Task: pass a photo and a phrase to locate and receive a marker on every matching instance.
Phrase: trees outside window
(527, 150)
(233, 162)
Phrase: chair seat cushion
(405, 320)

...

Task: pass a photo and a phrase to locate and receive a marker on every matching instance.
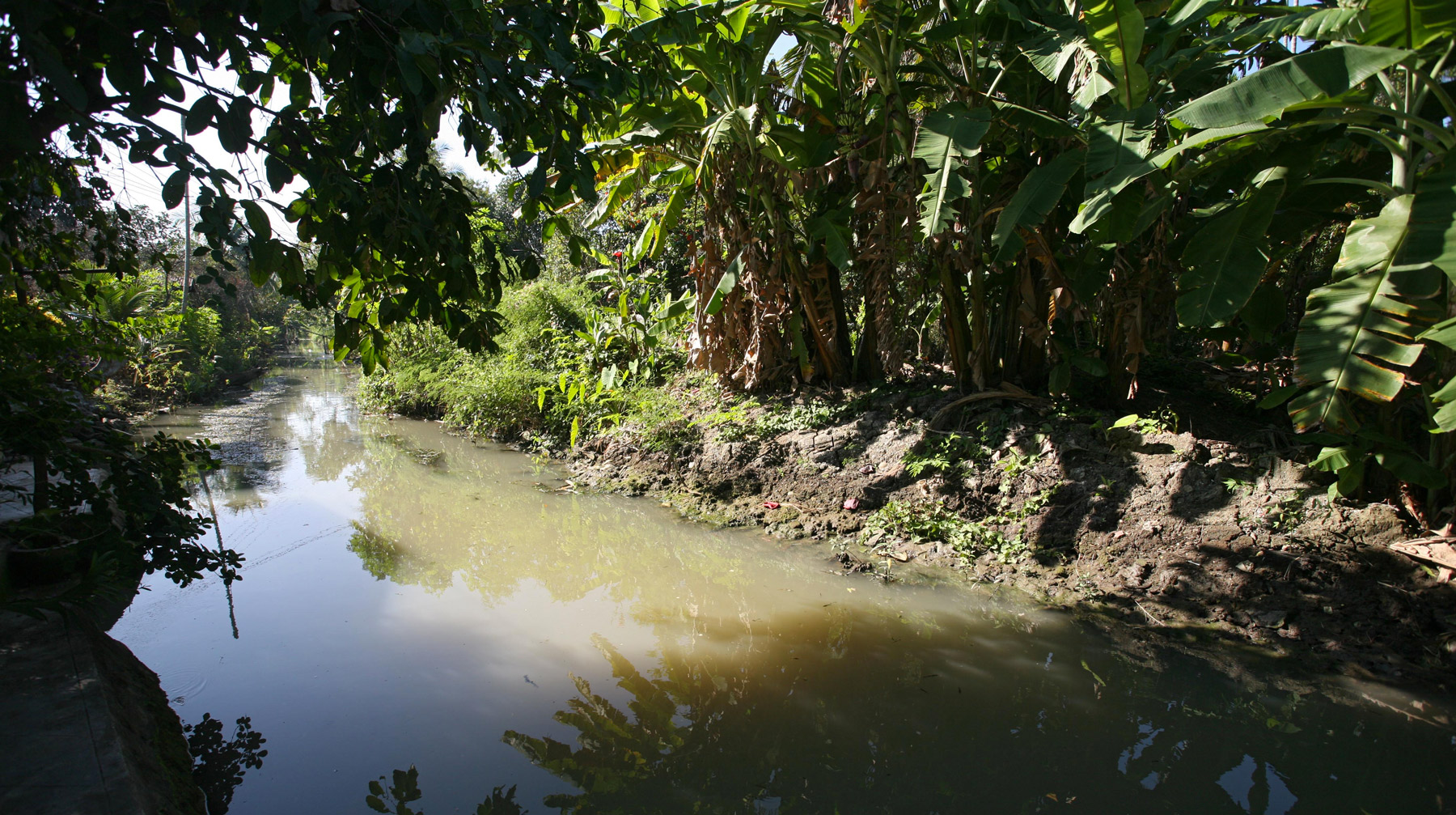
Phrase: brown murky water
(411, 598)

---

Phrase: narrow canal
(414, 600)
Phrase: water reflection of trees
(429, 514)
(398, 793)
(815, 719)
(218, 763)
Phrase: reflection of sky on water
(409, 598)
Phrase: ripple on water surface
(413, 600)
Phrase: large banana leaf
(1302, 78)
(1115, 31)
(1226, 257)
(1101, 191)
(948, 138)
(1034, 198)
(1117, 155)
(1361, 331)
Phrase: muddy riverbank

* WHAT TO WORK ON *
Count how many lines in the rows above contain the word "water". Reply with the number alone.

* SOLUTION *
4